### SELECTED PASSAGE:
The Telegraph understands she suffered from the childhood cancerous condition, which returned later in life.
Lesley-Ann Jones, author of Love, Freddie: Freddie Mercury’s Secret Life and Love, which revealed the existence of the singer’s child, told the Telegraph: “I can say now that I knew all along, while we were writing the book, that she may not live to see it published. The fact that she did was a miracle.
“Her childhood chordoma, a rare cancer that affected the base of her spine, had long been in remission. It then reared. She always knew that it would.
“The illness was the deciding factor in her decision to contact me, to tell me Freddie’s story.
“She did not do it for money. Nor did she pay me. Nor would I have accepted payment from her. The mission was always to give her father back his truth … as it were, warts and all.”
In August, B revealed how she did not want to share her father “with the world”. It was previously thought he had no children.

### RAW DATA:
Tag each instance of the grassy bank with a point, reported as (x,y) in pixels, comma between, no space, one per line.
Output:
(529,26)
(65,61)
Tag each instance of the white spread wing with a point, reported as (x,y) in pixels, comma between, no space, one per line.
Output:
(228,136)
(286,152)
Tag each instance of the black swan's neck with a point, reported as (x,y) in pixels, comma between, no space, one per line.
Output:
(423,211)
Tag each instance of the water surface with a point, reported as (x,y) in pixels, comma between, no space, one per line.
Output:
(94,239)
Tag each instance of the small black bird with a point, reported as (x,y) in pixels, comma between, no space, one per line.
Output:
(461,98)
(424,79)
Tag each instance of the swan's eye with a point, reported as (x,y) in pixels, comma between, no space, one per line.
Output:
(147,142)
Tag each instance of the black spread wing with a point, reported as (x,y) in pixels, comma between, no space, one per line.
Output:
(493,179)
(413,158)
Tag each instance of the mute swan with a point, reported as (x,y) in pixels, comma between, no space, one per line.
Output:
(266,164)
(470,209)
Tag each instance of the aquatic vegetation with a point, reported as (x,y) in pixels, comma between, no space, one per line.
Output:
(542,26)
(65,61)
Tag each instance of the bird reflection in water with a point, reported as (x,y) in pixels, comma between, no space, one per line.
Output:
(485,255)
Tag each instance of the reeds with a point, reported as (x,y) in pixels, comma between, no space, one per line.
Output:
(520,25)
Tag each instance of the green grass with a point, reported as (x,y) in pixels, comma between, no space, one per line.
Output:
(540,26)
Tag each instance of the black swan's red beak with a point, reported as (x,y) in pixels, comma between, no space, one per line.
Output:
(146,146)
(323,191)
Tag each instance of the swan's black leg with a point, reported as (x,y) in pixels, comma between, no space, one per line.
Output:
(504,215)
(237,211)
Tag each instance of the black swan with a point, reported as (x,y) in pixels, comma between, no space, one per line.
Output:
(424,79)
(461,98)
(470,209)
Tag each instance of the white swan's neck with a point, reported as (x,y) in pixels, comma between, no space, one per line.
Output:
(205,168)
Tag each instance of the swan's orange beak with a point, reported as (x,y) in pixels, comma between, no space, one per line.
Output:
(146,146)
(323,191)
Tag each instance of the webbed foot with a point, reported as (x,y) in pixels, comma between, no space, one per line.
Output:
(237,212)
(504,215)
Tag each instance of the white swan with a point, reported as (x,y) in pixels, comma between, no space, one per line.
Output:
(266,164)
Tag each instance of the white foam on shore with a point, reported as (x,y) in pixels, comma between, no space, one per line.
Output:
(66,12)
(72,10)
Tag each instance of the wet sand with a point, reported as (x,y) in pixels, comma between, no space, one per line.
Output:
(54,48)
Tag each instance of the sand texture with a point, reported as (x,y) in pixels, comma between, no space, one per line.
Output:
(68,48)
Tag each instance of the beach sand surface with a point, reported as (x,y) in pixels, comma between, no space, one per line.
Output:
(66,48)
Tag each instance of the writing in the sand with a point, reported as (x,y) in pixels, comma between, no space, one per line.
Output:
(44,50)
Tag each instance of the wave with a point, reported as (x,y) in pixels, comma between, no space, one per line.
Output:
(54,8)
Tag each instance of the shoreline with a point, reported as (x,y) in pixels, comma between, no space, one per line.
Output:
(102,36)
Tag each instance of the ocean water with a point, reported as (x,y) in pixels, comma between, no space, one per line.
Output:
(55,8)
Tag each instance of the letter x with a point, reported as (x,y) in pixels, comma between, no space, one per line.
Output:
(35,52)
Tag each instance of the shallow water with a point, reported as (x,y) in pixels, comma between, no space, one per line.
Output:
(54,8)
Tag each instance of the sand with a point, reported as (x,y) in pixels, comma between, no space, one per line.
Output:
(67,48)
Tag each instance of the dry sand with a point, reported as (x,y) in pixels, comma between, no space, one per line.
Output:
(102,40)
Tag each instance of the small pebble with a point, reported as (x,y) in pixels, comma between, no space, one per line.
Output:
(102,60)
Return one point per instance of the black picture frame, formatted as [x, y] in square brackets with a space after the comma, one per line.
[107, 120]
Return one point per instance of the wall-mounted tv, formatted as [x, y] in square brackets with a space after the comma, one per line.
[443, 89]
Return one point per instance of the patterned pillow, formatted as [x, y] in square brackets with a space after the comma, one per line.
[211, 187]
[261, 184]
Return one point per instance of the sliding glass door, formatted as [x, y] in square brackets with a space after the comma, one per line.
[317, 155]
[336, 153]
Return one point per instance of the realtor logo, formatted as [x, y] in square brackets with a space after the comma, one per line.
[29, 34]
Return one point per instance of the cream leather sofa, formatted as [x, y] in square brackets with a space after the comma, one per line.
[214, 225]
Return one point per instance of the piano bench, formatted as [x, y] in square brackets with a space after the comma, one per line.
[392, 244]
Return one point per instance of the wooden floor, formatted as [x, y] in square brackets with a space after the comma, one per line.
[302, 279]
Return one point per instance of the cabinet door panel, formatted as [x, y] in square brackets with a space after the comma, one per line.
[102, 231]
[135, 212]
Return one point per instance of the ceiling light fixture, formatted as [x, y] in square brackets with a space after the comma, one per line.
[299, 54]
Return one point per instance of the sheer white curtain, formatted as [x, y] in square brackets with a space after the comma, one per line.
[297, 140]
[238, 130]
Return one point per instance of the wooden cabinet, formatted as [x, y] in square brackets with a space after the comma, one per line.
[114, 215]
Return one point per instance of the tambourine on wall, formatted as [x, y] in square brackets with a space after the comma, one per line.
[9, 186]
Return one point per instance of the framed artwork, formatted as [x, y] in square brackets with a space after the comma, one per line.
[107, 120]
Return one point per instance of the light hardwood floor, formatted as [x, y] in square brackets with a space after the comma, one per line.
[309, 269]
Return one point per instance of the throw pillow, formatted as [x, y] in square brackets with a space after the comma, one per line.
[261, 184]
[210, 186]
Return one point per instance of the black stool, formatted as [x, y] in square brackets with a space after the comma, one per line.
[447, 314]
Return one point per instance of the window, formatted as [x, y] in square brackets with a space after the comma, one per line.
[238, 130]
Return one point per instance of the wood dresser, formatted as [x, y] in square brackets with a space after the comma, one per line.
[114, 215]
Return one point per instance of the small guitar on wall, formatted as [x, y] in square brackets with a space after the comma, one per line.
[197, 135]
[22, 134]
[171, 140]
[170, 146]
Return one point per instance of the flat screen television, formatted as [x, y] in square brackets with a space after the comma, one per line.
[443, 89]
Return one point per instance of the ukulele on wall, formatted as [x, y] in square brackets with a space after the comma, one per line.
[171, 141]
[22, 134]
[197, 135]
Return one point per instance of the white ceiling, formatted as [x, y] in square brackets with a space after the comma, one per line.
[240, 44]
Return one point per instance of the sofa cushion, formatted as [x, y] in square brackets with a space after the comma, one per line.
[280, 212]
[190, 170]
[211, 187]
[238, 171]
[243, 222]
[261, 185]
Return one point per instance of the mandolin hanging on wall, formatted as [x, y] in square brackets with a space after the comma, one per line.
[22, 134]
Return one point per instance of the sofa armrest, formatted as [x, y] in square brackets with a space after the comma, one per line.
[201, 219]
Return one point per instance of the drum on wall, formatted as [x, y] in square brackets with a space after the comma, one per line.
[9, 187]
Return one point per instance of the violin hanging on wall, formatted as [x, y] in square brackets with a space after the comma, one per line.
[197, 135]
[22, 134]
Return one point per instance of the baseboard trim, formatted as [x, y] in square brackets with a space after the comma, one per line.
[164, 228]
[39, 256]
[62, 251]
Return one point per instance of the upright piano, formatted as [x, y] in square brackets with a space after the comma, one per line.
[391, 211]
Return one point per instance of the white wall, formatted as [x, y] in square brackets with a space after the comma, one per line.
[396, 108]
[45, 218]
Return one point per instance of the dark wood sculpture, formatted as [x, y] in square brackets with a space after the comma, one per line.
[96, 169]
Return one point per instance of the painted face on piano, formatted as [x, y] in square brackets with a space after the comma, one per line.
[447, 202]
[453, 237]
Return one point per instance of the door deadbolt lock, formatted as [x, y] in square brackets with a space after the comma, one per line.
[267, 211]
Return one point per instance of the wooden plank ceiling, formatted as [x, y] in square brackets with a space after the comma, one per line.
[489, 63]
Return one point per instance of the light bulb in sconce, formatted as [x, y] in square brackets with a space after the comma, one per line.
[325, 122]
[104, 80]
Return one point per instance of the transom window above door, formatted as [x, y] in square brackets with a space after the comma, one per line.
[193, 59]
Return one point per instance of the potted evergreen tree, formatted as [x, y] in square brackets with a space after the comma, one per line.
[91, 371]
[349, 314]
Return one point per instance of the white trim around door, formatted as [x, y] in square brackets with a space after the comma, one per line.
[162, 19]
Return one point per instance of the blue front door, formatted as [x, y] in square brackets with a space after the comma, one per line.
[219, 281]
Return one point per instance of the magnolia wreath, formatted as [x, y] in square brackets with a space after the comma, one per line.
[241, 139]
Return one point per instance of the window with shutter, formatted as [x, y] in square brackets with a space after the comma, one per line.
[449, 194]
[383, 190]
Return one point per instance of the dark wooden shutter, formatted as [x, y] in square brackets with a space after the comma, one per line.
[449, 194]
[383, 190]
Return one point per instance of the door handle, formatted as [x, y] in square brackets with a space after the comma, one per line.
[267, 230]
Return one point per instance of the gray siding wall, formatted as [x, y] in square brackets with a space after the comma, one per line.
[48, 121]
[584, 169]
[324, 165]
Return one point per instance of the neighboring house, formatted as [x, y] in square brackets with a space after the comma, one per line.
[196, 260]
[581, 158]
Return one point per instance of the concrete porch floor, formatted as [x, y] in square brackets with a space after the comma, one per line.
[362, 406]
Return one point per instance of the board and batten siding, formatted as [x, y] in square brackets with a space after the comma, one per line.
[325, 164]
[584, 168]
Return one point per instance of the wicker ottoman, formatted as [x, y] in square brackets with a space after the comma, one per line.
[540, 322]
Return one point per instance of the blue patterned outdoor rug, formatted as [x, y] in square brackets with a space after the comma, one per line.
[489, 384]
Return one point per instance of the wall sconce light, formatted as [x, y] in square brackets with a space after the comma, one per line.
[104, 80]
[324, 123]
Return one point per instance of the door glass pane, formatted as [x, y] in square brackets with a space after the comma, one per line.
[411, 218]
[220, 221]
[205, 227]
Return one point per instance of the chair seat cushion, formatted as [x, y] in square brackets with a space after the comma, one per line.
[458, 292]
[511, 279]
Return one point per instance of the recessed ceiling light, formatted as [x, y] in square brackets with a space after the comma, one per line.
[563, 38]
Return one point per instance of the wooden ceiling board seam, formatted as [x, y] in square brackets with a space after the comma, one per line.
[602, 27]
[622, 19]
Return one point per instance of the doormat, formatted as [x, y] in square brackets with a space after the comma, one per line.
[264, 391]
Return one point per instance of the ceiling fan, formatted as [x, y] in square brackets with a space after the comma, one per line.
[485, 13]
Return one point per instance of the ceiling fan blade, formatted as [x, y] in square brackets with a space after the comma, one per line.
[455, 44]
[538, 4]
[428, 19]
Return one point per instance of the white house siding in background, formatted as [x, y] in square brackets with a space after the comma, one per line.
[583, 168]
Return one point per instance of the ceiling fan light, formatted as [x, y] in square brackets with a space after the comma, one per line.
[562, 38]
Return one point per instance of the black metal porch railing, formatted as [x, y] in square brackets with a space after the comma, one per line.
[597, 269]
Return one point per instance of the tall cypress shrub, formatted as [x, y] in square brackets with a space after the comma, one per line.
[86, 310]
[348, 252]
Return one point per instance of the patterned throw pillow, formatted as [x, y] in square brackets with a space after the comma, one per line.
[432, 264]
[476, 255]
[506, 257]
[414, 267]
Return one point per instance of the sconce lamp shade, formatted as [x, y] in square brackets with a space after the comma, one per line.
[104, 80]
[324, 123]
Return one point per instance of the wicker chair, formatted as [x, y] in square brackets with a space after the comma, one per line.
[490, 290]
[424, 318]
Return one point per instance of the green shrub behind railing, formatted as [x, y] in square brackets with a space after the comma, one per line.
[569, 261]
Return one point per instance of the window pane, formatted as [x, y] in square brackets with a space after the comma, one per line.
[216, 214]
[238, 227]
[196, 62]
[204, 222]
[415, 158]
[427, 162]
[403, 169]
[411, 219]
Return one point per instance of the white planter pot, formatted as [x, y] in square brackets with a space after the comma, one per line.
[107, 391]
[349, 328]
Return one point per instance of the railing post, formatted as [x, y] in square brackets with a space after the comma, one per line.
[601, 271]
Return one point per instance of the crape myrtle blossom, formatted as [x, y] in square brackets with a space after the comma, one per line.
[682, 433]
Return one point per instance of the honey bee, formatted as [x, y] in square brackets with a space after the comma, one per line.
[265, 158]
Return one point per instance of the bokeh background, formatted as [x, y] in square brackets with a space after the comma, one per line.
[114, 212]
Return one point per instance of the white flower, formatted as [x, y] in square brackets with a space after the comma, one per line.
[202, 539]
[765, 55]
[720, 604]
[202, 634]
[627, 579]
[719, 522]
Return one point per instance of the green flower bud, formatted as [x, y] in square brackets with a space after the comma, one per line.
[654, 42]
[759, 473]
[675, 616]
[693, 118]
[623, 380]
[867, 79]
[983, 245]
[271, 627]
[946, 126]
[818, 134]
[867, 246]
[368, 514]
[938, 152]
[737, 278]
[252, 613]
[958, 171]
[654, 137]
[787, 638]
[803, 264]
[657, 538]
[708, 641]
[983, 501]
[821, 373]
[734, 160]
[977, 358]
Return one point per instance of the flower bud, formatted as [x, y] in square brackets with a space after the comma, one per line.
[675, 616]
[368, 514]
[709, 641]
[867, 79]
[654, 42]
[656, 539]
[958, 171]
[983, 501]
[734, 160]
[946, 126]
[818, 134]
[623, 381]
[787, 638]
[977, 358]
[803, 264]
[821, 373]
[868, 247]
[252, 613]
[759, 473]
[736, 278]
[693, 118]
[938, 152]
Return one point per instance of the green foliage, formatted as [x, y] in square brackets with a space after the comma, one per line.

### TASK SET:
1 > In the Freddie Mercury passage, rewrite the section from "Lesley-Ann Jones, author" to "had no children.", swapping "payment" for "compensation".
2 > Write the next part of the news report on Freddie Mercury's secret child, picking up after its last sentence.

### YOUR RESPONSES:
1 >
Lesley-Ann Jones, author of Love, Freddie: Freddie Mercury’s Secret Life and Love, which revealed the existence of the singer’s child, told the Telegraph: “I can say now that I knew all along, while we were writing the book, that she may not live to see it published. The fact that she did was a miracle.
“Her childhood chordoma, a rare cancer that affected the base of her spine, had long been in remission. It then reared. She always knew that it would.
“The illness was the deciding factor in her decision to contact me, to tell me Freddie’s story.
“She did not do it for money. Nor did she pay me. Nor would I have accepted compensation from her. The mission was always to give her father back his truth … as it were, warts and all.”
In August, B revealed how she did not want to share her father “with the world”. It was previously thought he had no children.

2 >
Last summer, she said: “After his death, I had to learn to live with the attacks against him, the misrepresentations of him, and with the feeling that my dad now belonged to everyone.
“I cried and mourned my dad, while fans all around the world mourned Freddie. When you are 15, it’s not easy. I had to become an adult without him, and live all the structuring moments and events without his support.”
The book is based on 17 handwritten diaries that Mercury gave B three weeks before he died on November 24, 1991, because of health complications related to Aids.
Queen fans were surprised at learning that he had a daughter, who was conceived accidentally during a fling with the wife of a close friend in 1976, a year after Bohemian Rhapsody was a hit.
Mary Austin, Mercury’s former lover and friend, who inherited around half of the singer’s estimated £9m ($21m) estate, is alleged to have said she was unaware of B’s existence. B said she was “devastated” by the alleged response.